---------- Records for processing
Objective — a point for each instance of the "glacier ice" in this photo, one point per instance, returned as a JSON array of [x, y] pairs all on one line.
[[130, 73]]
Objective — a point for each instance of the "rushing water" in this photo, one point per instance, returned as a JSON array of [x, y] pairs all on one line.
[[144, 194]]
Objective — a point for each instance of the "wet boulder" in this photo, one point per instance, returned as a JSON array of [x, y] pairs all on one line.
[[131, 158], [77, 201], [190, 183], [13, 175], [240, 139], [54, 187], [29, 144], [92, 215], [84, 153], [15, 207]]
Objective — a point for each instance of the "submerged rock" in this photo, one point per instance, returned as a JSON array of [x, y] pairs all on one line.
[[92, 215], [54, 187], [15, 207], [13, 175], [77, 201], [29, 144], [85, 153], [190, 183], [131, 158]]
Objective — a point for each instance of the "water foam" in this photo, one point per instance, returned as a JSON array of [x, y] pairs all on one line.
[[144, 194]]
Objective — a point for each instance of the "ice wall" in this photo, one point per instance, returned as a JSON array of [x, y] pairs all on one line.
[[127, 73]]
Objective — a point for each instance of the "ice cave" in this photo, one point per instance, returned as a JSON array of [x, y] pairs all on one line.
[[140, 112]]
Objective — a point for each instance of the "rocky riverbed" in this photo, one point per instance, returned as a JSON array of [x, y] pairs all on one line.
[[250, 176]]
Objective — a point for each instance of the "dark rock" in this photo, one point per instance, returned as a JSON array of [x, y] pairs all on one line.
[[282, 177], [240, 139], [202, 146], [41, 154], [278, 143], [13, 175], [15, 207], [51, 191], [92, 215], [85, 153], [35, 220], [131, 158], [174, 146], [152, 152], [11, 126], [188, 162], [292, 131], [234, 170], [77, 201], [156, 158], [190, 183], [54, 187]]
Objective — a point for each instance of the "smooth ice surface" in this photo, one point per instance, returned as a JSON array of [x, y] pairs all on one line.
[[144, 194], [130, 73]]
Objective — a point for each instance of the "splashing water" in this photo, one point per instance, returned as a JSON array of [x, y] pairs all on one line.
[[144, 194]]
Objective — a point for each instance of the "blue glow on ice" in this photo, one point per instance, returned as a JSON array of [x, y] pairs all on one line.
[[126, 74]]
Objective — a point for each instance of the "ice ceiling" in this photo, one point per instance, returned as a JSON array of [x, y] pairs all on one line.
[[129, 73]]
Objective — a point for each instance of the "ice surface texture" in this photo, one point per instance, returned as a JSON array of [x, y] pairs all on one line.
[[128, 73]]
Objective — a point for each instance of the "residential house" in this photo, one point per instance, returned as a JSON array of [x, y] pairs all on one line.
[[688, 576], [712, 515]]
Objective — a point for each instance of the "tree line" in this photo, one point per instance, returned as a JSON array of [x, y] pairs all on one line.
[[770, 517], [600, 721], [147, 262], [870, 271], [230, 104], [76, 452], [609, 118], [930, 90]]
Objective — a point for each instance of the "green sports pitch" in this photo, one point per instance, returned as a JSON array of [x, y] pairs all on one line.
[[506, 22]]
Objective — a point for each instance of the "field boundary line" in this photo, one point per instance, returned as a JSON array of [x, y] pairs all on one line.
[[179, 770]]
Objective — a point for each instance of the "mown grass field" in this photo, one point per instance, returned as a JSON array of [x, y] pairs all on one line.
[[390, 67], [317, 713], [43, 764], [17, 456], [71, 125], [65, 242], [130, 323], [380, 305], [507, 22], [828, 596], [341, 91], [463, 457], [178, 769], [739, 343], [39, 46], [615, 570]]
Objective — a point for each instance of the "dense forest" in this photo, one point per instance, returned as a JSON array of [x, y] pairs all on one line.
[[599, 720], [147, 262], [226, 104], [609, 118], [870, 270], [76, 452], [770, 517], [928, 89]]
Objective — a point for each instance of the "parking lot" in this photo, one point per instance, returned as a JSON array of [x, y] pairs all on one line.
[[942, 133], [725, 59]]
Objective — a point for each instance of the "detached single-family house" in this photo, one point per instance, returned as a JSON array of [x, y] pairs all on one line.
--------------------
Task description:
Word for word, restate all of the records.

Response area:
Objective — a point for each instance of the "glacier ice" in this photo, one point per instance, returned as a JSON array of [x, y] pairs all on one line.
[[130, 73]]
Objective — a point for each instance of the "rushing water" in this photo, one point per instance, returned as a JSON array of [x, y] pairs all on one line.
[[144, 194]]
Objective — a point for each instance of the "wet boulder" in this photo, one point per instance, returned as a JSON array of [x, y] pairs all on one line.
[[131, 158], [77, 201], [190, 183], [13, 175], [240, 139], [54, 187], [29, 144], [92, 215], [84, 153], [15, 207]]
Objective — a point for each instance of the "submerged rock" in this photo, one point per instance, returned as a JSON array of [x, y] pairs all on one line.
[[92, 215], [54, 187], [15, 207], [13, 175], [77, 201], [29, 144], [85, 153], [190, 183], [131, 158]]
Objective — a point for each instance of the "water foam" in this photo, one point per instance, returned as a JSON array of [x, y] pairs all on one line.
[[144, 194]]
Objective — a point for each instance of the "ice wall" in this photo, one point per instance, returned as a JSON array of [x, y] pairs all on one line.
[[127, 73]]
Objective — a point for each instance of the "ice cave" in this photo, one point per instance, returned as a JSON array of [x, y] pairs all on one line.
[[140, 112]]
Objective — a point for each instance of the "rocky riverbed" in this photo, one point per instance, returned as a JSON array of [x, y] pairs all on one line.
[[250, 176]]
Objective — a point for each instance of the "dark rock" in this photo, one point per instance, returned as a JSON array of [x, y] pairs all on one line.
[[282, 177], [240, 139], [202, 146], [41, 154], [278, 143], [13, 175], [15, 207], [51, 191], [92, 215], [85, 153], [35, 220], [131, 158], [174, 146], [152, 152], [11, 126], [188, 162], [292, 131], [234, 170], [77, 201], [156, 158], [190, 183], [54, 187]]
Objective — a point for each instance of the "smooth ice surface" in this photo, one point per instance, returned as a JSON array of [x, y] pairs all on one line.
[[144, 194], [130, 73]]
Objective — a point for each instance of the "splashing water" in this photo, one point per instance, returned as a JSON array of [x, y] pairs all on one line.
[[144, 194]]
Objective — a point for each instance of the "blue glow on ice" in this photo, one point per instance, returned as a JSON array of [x, y] pairs all on one line.
[[126, 74]]
Objective — a point for each instance of the "ice ceiling" in this photo, one point per instance, returned as a JSON array of [x, y] pairs all on one line.
[[129, 73]]
Objective — a point for each instance of the "ice surface texture" in this photo, one point per instance, returned as a JSON array of [x, y] pairs all on one line.
[[128, 73]]
Objective — a point for each instance of the "residential house" in this photo, one point per instance, returned as a JSON array of [x, y] pairs all on one line.
[[688, 576], [712, 515]]
Objective — a point for each instance of the "tree line" in this photo, one point per instance, returned as a JSON array of [x, y] pairs all on one line.
[[770, 517], [600, 721], [147, 262], [870, 271], [230, 104], [76, 452], [609, 118], [930, 90]]
Objective — a point for each instance of the "green sports pitch" in this photo, one point per instance, returned as a JSON array of [x, y] pairs all on one line.
[[506, 22]]
Objective — a point for each instance of the "field boundary line" in this photo, one point per instance, returned as a JSON array of [x, y] pairs all on one line.
[[179, 770]]
Objective — a point for each instance of the "mown grass field" in this photo, one point per instance, returned as a JSON array of [x, y] pairs all on one line.
[[390, 67], [317, 713], [43, 764], [17, 456], [71, 125], [65, 242], [130, 323], [380, 305], [507, 22], [828, 596], [341, 91], [463, 457], [178, 769], [739, 343], [39, 46], [615, 570]]
Objective — a point for each instance of the "dense forest" in this photo, one point per instance, returned as a JSON array of [x, y] pairs all on one line.
[[599, 720], [147, 262], [226, 104], [609, 118], [870, 270], [76, 452], [770, 517], [928, 89]]
Objective — a point for each instance of the "parking lot" in this photo, one point per instance, returned as a JSON array of [x, y] pairs all on one line.
[[942, 133], [725, 59]]
Objective — a point for each instance of the "detached single-family house" in this photo, one point per instance, returned as a JSON array of [x, y] pairs all on one line.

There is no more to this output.